*** Opening DATA RECORDS ***

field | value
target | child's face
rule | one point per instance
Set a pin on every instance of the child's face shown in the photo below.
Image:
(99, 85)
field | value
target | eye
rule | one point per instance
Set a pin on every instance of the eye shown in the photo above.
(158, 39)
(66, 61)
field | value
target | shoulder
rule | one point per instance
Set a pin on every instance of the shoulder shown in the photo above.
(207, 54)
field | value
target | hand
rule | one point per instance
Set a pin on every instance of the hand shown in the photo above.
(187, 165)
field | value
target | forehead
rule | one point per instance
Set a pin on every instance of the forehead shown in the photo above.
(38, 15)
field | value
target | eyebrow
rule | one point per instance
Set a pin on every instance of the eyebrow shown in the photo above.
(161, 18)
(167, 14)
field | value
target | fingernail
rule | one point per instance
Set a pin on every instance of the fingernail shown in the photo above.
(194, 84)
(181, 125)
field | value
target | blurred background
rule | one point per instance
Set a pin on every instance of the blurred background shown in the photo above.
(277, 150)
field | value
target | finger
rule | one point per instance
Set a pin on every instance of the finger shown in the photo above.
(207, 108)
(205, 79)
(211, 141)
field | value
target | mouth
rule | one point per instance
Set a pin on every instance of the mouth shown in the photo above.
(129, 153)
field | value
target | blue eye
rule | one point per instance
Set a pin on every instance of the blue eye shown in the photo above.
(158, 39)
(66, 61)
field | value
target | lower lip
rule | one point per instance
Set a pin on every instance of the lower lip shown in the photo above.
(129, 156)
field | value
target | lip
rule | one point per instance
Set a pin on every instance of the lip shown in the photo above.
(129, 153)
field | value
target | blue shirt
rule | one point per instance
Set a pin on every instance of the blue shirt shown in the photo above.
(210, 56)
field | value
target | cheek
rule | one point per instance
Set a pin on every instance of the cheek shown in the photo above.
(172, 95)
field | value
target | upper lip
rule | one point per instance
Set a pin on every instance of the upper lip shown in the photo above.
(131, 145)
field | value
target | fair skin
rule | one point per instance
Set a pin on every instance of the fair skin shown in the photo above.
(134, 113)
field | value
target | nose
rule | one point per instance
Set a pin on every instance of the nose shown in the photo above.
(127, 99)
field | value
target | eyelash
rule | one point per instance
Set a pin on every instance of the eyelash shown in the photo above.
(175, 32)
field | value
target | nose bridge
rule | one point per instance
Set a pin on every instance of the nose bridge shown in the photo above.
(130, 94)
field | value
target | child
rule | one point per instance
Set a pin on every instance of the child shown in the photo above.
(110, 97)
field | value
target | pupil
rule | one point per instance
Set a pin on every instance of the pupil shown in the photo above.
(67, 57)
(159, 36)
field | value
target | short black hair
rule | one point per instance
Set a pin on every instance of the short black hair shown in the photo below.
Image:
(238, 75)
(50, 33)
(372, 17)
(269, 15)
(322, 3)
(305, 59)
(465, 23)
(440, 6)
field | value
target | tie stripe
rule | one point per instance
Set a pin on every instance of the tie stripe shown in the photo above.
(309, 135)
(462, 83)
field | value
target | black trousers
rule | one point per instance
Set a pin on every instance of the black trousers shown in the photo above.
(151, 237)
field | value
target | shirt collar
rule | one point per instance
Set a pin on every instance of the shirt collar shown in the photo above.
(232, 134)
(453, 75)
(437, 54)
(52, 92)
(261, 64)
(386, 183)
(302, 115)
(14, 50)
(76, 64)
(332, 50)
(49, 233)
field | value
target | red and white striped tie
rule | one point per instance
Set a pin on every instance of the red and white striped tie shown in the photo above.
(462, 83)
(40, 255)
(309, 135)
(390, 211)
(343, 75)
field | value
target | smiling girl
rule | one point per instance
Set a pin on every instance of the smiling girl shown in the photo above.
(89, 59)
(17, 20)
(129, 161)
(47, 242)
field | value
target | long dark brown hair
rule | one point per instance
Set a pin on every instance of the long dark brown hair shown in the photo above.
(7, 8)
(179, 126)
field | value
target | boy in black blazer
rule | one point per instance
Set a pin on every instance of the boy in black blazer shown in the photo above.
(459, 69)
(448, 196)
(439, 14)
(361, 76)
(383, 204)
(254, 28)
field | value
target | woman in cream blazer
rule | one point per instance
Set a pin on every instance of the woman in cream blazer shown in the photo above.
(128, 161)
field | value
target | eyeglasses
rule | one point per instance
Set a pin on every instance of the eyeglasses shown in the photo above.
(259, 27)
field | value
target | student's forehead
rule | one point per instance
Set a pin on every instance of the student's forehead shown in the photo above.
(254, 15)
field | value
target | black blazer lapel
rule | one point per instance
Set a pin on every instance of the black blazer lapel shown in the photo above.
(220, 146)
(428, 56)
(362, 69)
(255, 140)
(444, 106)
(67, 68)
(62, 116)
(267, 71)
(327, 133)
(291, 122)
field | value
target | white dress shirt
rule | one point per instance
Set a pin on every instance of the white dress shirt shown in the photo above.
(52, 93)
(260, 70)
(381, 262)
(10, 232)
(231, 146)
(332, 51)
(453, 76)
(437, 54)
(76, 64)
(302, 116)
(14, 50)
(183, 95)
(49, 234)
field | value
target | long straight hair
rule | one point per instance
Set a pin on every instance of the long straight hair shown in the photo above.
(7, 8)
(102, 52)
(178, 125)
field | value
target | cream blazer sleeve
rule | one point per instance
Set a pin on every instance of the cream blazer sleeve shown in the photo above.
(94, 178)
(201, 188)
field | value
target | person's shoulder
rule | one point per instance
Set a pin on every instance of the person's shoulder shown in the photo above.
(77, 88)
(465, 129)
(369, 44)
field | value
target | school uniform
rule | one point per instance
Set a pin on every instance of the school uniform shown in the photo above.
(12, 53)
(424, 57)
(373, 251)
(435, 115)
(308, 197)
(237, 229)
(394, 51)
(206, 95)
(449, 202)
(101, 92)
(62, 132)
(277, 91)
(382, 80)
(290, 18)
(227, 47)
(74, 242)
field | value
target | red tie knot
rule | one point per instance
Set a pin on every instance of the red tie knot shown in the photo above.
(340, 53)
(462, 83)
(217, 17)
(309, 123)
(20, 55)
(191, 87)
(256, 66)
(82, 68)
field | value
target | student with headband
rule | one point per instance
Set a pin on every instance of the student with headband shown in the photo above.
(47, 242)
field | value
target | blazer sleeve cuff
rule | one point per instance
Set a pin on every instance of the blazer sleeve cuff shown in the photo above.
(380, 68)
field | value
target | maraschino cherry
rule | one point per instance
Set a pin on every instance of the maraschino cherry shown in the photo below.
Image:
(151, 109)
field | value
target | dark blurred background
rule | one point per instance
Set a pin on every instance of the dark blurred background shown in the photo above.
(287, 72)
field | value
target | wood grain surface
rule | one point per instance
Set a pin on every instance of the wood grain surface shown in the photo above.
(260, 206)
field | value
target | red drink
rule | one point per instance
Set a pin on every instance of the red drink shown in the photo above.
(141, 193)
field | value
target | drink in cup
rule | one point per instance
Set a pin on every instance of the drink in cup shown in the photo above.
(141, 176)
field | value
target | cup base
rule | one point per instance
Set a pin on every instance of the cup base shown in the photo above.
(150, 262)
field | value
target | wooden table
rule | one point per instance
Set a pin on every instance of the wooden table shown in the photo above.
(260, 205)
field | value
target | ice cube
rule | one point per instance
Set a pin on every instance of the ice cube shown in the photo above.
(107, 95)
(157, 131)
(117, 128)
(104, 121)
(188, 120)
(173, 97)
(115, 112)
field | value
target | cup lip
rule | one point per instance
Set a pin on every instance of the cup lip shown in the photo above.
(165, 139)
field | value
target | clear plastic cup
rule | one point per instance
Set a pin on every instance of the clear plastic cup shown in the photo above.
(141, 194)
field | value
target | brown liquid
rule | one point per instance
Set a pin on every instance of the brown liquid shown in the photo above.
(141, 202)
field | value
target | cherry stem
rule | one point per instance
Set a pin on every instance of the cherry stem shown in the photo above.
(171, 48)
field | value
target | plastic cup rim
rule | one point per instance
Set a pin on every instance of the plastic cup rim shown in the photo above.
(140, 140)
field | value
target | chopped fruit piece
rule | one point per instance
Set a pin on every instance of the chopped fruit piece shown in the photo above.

*** Closing DATA RECORDS ***
*** Opening DATA RECORDS ***

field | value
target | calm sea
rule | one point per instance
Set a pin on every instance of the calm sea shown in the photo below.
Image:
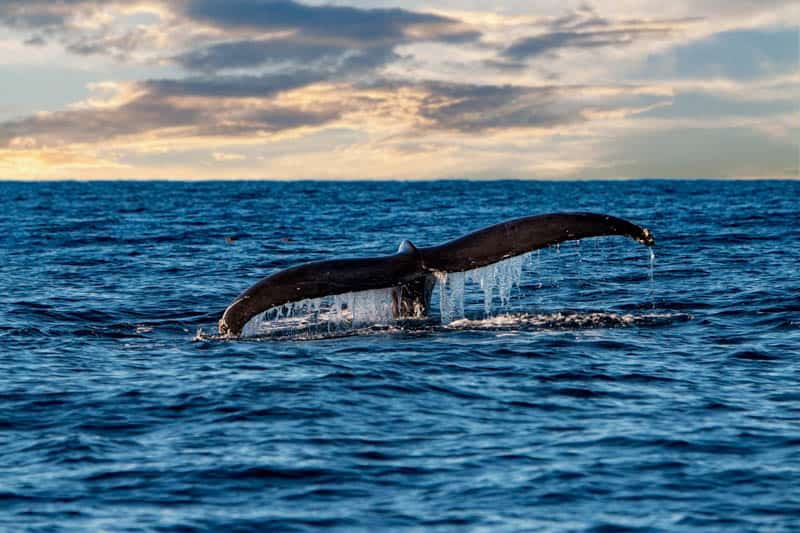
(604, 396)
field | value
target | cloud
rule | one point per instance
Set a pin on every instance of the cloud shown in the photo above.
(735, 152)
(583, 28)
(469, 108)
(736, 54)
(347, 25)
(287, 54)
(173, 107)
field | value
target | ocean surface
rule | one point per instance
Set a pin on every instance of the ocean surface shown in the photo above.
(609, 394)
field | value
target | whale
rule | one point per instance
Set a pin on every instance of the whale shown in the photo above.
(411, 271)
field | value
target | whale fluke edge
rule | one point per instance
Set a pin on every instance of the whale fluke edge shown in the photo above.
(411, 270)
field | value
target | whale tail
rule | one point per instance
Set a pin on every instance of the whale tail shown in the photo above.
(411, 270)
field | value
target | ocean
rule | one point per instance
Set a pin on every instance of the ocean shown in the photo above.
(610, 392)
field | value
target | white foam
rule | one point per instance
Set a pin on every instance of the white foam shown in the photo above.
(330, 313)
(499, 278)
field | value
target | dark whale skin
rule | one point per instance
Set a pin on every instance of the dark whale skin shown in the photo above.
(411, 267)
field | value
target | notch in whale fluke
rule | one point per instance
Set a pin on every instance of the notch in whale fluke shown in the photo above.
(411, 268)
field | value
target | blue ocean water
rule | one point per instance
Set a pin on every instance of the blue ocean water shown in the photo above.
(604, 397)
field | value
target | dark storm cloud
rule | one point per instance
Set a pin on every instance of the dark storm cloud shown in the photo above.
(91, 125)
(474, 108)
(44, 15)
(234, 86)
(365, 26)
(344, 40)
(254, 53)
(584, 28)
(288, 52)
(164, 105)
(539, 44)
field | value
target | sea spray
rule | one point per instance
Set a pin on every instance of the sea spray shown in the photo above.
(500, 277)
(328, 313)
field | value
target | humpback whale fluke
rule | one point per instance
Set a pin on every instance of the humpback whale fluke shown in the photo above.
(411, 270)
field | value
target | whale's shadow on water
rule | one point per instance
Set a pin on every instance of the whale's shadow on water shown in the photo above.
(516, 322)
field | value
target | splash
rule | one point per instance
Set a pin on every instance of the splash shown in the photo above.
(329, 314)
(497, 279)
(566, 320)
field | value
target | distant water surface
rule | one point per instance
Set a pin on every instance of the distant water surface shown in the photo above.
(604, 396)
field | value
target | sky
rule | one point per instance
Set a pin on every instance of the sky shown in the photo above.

*** Closing DATA RECORDS ***

**WHAT NEEDS TO BE DONE**: The lines to copy are those above that contain the string "maraschino".

**WRITTEN SOLUTION**:
target | maraschino cherry
Set a pin on every instance of the maraschino cherry shown in the photo below.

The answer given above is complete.